[Stored data entries]
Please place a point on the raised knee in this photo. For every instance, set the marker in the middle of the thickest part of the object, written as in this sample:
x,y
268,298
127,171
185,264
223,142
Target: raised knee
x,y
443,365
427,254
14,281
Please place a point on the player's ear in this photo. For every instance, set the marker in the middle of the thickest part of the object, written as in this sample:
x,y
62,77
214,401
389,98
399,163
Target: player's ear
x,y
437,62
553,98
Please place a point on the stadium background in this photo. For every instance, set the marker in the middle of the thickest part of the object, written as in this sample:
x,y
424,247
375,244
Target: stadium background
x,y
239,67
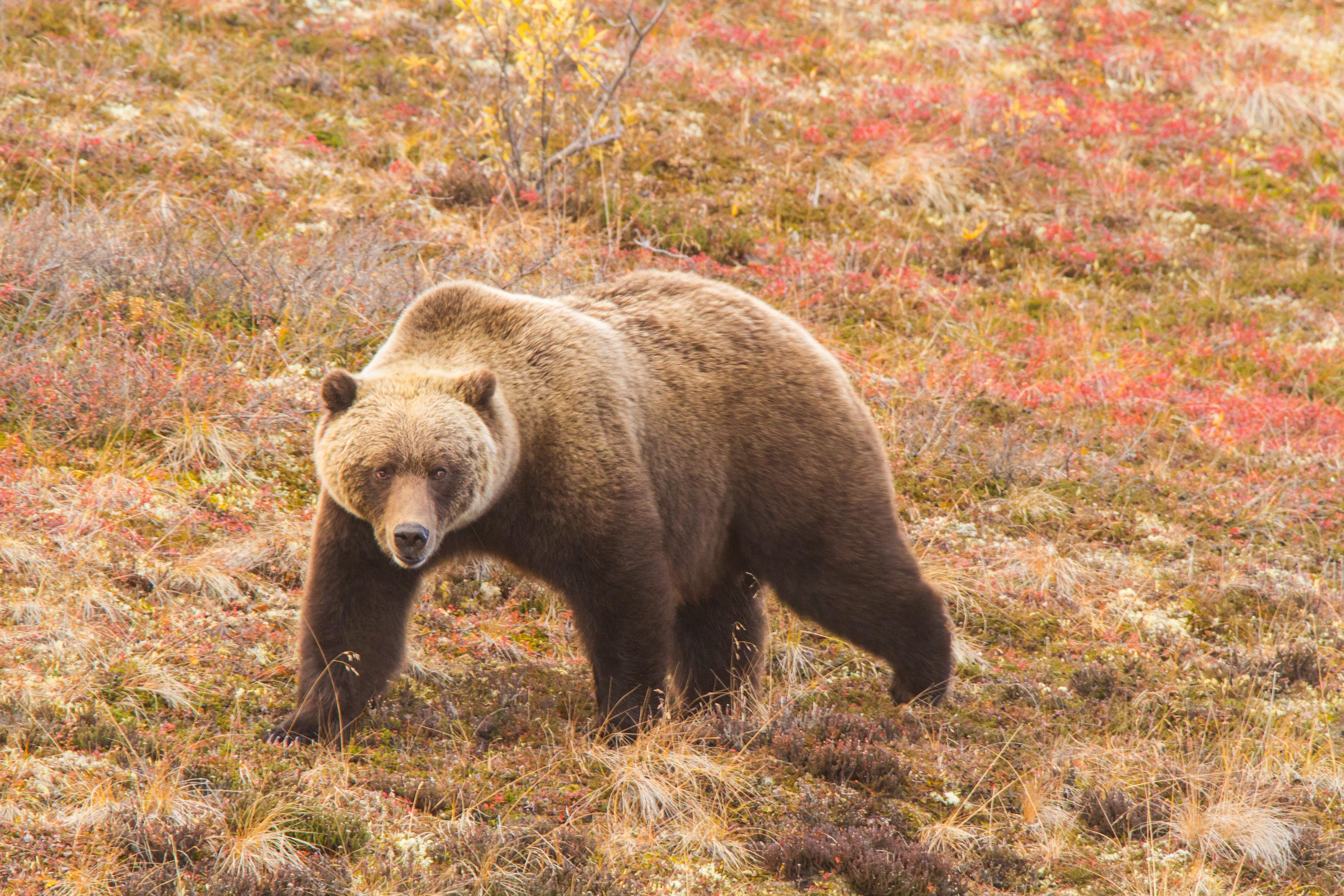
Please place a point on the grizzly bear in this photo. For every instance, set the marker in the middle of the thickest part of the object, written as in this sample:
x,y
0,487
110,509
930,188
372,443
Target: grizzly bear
x,y
655,449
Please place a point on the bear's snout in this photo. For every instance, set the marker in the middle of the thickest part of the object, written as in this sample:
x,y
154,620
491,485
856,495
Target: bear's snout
x,y
412,542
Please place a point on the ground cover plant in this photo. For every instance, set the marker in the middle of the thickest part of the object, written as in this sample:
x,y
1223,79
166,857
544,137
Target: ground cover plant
x,y
1084,261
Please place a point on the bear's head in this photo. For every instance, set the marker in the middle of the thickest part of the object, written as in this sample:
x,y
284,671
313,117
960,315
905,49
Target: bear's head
x,y
415,453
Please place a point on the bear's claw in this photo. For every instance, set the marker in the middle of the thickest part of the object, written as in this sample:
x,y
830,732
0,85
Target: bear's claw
x,y
283,737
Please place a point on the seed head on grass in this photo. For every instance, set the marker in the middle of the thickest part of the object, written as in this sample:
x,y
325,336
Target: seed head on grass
x,y
1230,828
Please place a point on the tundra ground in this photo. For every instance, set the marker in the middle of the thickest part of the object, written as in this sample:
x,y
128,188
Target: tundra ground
x,y
1084,260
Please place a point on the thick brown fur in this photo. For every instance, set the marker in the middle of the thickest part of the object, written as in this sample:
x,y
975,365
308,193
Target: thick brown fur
x,y
652,448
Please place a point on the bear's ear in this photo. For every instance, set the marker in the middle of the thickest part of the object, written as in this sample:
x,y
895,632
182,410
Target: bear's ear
x,y
339,390
476,387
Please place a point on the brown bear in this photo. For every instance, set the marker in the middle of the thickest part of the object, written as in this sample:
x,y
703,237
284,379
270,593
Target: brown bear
x,y
654,448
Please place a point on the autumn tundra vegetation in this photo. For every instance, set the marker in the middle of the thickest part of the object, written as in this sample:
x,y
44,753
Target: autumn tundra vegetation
x,y
1082,260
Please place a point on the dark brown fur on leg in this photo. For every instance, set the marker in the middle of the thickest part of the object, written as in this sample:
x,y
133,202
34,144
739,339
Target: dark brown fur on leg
x,y
718,644
351,629
854,574
627,645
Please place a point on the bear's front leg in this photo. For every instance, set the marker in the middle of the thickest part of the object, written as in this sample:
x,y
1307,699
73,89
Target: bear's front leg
x,y
351,628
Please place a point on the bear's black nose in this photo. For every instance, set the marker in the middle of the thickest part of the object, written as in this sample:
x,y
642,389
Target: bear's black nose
x,y
410,539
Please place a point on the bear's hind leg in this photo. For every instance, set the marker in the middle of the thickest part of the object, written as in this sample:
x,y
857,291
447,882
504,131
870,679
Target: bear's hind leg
x,y
717,644
867,589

## Exercise description
Exact copy, pictures excluded: restate every record above word for word.

## Response to this exercise
Please place a point on the raised knee in this photo. For every instance, set the marker in the middle of the thickest part of the object, written as in this sample:
x,y
268,298
127,171
185,264
223,142
Target: raised knee
x,y
443,365
427,254
14,281
Please place a point on the player's ear in this photo. For every instance, set the marker in the middle of the thickest part of the object, written as in this sample:
x,y
62,77
214,401
389,98
399,163
Target: player's ear
x,y
437,62
553,98
Please place a point on the stadium background in this photo. For every instance, set the marker in the middle of the thickest part of the object, written as in this sample:
x,y
424,247
375,244
Target: stadium background
x,y
239,67
Please place a point on the grizzly bear in this photo. For every instance, set the marker in the middle of the thickest part of the object, written as in this sample:
x,y
0,487
110,509
930,188
372,443
Target: grizzly bear
x,y
655,449
Please place a point on the bear's snout in this photo. For every instance, set the marker in the middle of the thickest part of the object, written as in this sample:
x,y
154,620
491,485
856,495
Target: bear's snout
x,y
412,542
Please place a point on the ground cover plant in this photo. For every instance, set the marker in the middle of the thickest part of the object, written as in this sample:
x,y
1223,79
166,857
544,137
Target: ground cover plant
x,y
1084,261
Please place a point on the bear's head in this photo. For every instance, set the marker in the middle of the thickest part of the object, written as in this sample:
x,y
284,671
313,117
960,315
905,49
Target: bear's head
x,y
415,453
Please place a point on the bear's claw in this photo. For every instance, set the marker in the middle of the thickest part of the object, written as in this sample:
x,y
830,732
0,85
Target: bear's claw
x,y
283,737
Please place a point on the seed head on grass in this photo. For every instance, set the marker in the middle of the thickest part of the object, written as in this sample:
x,y
325,336
Target: seed head on grass
x,y
1230,828
Please place a point on the tundra ground in this photo. For every instance, set the marker in the middle of the thickest part of the object, written as in this sample:
x,y
128,188
Target: tundra ground
x,y
1084,260
Please place a point on the thick brown fur in this photo. For every instance, set the marker in the middle of the thickest part of the object, written as in this sample:
x,y
975,365
308,193
Target: thick brown fur
x,y
652,448
Please place a point on the bear's ear in this photo. For every instance, set the marker in the middle of the thickest part of the object, written as in this sample:
x,y
895,632
182,410
Target: bear's ear
x,y
339,390
476,387
Please place a point on the brown bear in this photo. For every instance, set the marker in the middle of the thickest part of the object, written as in this sample:
x,y
703,237
284,379
270,593
Target: brown bear
x,y
654,448
Please place a point on the autumn tundra vegetation in this photo. For every instance, set the marker in the middle of the thickest part of the object, written as in this sample:
x,y
44,753
Target: autumn tundra vegetation
x,y
1082,260
Please place a point on the dark brown fur on leg in this photo. For every instance, set the marker in the middle of the thickest part of the object, written as in this sample:
x,y
133,202
34,144
739,339
Target: dark brown fur on leg
x,y
718,644
351,629
854,574
627,645
Please place a point on the bear's front leg in this photo. For every instance, set the marker in the middle of the thickest part of the object, written as in this sample:
x,y
1307,699
73,89
Target: bear's front leg
x,y
351,628
Please place a point on the bear's black nose in this photo. For every instance, set the marker in the middle of the thickest part of the object, written as in this sample:
x,y
642,389
Target: bear's black nose
x,y
410,539
Please place a point on the bear's hind leg in this photo. For every instance, set the marker in the middle of the thickest part of the object, written as in this sample:
x,y
857,291
447,882
504,131
870,679
Target: bear's hind leg
x,y
717,644
867,589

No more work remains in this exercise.